| Passage |

=====

I am running cuffdiff on about 20 samples, and I simply started a single job for the whole genome. It is still running (and still producing output, so it isn't "stuck" or anything) 5 days later. I think I could parallelize it by splitting my input GTF file into many small sets of genes, but I am worried that it would produce incorrect FDR calculations and other "aggregate" statistics that I would not easily be able to correct when I merge the output.
Is there an easy way to parallelize cuffidff, or must I wait for my single job to finish?
Are you using the "-p" option to use multiple threads?
Hmm. I am running it on a cluster, and I have not experimented with multi-threading on the cluster yet (instead of one job with N threads, I run N jobs with one thread each). I know my cluster allows multi-threaded jobs, but only up to the number of CPU cores available on a single node. Still, it's better than nothing.
In the end, where you able to get it to run successfully? If so, how long did it take (and how much memory/processors)? I'm currently running 45 individuals on 24 cores--which hasen't been that useful because after the mapping stage cuffdiff seems to revert back to 1 core.
In the end, were you able to run it successfully? If so, how long did it take (and how much memory/processors)? I'm currently running 45 individuals on 24 cores--which hasen't been that useful because after the mapping stage cuffdiff seems to revert back to 1 core. Any thoughts appreciated!
No, my internship ended. I'm now using Cufflinks again on a completely unrelated project, this time on a single 8-core workstation. We'll see how things go this time.

=====

Dataset entries:
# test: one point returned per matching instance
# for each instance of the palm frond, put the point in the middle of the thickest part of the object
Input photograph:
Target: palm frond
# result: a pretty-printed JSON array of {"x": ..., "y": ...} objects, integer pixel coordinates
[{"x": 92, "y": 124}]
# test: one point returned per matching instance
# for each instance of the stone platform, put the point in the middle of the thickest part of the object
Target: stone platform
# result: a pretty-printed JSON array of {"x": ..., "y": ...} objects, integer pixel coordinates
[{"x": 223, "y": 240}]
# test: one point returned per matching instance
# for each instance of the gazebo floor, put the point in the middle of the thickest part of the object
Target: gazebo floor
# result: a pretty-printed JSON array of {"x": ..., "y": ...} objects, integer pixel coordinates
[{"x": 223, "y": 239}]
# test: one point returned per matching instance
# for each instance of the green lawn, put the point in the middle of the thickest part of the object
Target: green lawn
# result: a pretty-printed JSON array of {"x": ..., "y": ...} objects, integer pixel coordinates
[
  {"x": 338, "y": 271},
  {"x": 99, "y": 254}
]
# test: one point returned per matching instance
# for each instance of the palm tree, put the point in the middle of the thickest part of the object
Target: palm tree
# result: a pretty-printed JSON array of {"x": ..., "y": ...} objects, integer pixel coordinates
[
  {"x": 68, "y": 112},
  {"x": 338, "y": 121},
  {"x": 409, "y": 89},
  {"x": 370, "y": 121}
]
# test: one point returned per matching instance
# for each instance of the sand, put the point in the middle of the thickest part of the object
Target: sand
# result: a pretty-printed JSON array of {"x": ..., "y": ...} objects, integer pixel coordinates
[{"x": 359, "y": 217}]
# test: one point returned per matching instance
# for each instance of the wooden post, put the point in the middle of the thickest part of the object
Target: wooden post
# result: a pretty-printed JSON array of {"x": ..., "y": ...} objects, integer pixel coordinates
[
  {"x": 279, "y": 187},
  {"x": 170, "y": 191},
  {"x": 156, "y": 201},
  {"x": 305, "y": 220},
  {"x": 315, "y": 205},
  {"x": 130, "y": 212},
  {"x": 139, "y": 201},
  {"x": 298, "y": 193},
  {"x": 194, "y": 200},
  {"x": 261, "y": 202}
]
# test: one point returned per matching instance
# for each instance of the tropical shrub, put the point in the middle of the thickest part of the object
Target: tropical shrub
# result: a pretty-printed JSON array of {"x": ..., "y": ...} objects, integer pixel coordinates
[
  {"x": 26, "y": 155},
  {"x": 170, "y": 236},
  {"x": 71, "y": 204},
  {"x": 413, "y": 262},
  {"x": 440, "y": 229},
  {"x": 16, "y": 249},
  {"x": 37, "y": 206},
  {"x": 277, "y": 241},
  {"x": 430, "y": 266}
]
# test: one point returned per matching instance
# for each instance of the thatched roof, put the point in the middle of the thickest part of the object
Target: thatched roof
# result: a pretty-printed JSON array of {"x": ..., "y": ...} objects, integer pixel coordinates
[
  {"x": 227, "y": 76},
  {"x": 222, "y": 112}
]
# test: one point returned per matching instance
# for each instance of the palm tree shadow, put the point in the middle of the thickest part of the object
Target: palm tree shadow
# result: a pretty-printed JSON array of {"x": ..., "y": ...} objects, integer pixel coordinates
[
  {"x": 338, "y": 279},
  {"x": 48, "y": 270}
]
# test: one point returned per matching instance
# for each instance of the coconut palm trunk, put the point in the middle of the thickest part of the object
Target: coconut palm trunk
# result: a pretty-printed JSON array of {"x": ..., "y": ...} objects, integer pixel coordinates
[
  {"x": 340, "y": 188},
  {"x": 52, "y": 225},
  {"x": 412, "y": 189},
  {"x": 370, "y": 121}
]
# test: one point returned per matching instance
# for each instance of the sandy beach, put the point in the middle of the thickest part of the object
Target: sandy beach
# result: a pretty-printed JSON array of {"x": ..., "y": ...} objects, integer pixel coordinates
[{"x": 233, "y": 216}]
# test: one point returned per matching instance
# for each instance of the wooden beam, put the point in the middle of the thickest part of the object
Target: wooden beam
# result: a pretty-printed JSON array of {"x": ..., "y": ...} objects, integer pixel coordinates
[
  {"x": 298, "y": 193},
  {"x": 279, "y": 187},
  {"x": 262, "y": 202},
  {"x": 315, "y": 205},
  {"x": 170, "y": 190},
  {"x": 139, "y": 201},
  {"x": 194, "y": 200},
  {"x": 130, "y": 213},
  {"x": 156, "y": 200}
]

=====

| Work to complete |
(a) Print the part of the cuffdiff thread that begins with "Hmm. I am running" and stops after "better than nothing.", keeping every word unchanged.
(b) Decide whether each statement agrees with the cuffdiff thread: (i) the whole-genome cuffdiff job described first had stopped producing output by day 5; (ii) the cluster mentioned allows multi-threaded jobs only up to the number of CPU cores on a single node; (iii) in the final post, the writer is running Cufflinks on a cluster. Answer yes or no for each, quoting the deciding words from the thread.

| Answers given |
(a)
Hmm. I am running it on a cluster, and I have not experimented with multi-threading on the cluster yet (instead of one job with N threads, I run N jobs with one thread each). I know my cluster allows multi-threaded jobs, but only up to the number of CPU cores available on a single node. Still, it's better than nothing.

(b)
(i) No: "It is still running (and still producing output, so it isn't "stuck" or anything) 5 days later."
(ii) Yes: "I know my cluster allows multi-threaded jobs, but only up to the number of CPU cores available on a single node."
(iii) No: "this time on a single 8-core workstation."